• Listed entries:
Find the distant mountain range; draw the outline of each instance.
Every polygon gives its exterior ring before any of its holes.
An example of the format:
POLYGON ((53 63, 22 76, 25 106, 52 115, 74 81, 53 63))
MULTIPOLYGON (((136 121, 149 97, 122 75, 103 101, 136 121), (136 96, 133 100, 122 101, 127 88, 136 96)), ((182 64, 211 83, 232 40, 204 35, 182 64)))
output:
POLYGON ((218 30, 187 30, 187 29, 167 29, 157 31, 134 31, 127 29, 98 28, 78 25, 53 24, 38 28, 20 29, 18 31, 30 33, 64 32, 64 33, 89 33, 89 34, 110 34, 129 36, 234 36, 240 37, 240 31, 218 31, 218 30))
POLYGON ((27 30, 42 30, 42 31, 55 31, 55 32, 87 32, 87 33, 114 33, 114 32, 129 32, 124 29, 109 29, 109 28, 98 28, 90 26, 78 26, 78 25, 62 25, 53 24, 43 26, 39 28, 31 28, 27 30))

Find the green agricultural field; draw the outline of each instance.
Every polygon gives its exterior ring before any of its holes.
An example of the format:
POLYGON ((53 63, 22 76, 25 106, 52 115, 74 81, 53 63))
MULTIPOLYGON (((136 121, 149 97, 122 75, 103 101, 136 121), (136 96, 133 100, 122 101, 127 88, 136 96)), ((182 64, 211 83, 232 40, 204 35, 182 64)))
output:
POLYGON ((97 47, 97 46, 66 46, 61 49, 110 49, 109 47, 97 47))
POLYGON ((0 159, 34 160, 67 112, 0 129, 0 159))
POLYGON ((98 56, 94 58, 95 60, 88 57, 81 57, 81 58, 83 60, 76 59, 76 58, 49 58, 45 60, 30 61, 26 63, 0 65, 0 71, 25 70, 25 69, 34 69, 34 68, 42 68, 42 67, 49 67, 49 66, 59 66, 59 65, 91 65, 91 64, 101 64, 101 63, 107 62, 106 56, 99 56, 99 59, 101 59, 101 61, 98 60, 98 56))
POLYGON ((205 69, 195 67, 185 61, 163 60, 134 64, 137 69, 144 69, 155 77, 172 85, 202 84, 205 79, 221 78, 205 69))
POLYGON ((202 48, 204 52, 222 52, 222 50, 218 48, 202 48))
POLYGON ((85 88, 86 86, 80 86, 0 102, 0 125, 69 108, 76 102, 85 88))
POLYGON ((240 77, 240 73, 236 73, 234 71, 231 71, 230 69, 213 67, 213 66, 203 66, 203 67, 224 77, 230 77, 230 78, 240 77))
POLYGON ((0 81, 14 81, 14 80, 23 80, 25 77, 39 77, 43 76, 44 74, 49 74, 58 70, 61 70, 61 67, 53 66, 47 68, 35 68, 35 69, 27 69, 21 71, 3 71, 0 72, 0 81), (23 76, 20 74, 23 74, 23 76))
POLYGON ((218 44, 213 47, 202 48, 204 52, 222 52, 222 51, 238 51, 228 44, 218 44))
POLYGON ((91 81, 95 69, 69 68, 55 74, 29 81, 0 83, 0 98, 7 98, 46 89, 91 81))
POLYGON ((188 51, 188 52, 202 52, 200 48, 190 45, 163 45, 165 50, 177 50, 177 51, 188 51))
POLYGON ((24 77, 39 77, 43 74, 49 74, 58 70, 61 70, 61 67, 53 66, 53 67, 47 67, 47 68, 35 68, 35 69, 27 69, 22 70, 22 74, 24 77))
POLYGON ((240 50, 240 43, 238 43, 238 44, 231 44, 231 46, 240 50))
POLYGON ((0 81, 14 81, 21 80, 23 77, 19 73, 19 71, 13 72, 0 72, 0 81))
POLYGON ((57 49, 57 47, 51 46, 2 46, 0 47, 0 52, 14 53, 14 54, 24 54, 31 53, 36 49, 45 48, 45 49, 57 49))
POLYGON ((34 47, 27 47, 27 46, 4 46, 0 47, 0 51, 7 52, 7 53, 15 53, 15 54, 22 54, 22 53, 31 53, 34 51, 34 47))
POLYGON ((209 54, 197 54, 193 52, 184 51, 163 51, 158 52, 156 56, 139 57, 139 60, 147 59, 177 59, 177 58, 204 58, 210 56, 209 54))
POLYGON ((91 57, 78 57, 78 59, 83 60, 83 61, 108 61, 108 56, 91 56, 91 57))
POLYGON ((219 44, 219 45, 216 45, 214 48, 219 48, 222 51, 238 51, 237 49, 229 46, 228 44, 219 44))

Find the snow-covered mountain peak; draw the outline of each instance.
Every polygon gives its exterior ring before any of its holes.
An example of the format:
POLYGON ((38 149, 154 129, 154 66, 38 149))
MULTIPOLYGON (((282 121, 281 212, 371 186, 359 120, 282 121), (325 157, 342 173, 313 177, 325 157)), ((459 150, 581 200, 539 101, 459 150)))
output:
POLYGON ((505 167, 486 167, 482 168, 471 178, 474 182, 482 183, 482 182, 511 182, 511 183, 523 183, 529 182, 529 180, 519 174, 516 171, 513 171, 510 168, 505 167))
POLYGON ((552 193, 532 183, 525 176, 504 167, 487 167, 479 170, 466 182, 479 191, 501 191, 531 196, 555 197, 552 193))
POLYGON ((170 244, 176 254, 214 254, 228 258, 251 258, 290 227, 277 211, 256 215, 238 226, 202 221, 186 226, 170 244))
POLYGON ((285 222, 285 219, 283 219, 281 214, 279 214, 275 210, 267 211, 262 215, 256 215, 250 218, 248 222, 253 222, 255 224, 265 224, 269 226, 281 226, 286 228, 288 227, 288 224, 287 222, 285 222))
---
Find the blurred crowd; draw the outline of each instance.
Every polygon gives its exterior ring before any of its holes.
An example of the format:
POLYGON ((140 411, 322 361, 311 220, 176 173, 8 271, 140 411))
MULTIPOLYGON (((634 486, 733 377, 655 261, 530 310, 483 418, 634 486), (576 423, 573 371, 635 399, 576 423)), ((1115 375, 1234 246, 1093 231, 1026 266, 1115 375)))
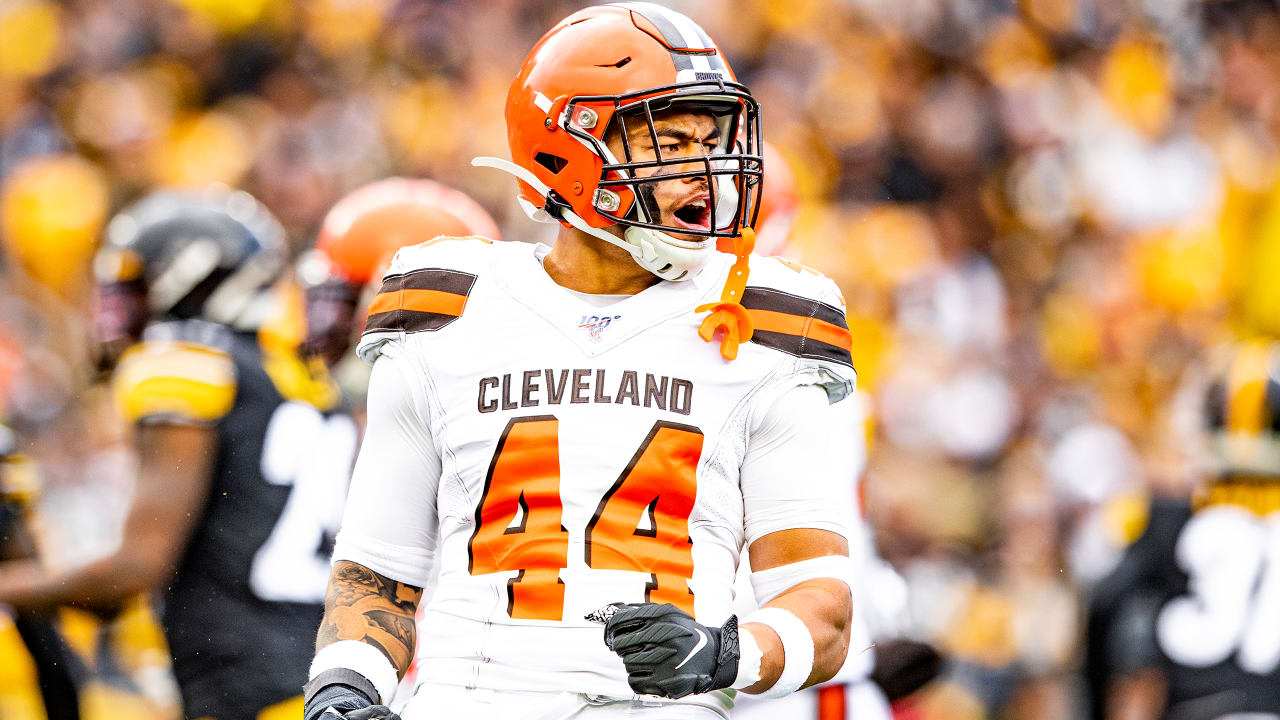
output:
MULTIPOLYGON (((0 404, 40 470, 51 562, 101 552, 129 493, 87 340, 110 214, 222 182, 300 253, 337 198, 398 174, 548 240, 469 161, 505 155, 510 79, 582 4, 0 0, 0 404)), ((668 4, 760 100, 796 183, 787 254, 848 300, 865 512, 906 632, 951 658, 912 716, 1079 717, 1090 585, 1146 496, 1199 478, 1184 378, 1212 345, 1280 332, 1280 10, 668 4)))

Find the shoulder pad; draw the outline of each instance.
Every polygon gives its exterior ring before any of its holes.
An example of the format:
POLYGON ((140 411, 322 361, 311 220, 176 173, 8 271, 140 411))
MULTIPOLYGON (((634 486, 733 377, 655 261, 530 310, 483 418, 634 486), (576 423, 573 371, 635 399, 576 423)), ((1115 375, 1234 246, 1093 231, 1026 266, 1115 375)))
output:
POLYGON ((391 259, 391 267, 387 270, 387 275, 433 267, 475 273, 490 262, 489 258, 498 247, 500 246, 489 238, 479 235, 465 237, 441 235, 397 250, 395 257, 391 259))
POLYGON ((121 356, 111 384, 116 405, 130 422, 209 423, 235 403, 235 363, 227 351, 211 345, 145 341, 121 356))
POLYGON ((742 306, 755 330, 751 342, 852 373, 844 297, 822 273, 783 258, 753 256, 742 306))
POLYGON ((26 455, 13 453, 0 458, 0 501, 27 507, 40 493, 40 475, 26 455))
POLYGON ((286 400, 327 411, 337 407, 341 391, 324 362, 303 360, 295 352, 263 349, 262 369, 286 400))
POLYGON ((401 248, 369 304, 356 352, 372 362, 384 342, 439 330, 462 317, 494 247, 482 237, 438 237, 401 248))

• Task description: To answer, state the number of lines in the records holding the string "mountain", and leave out everything else.

• Answer for the task: 2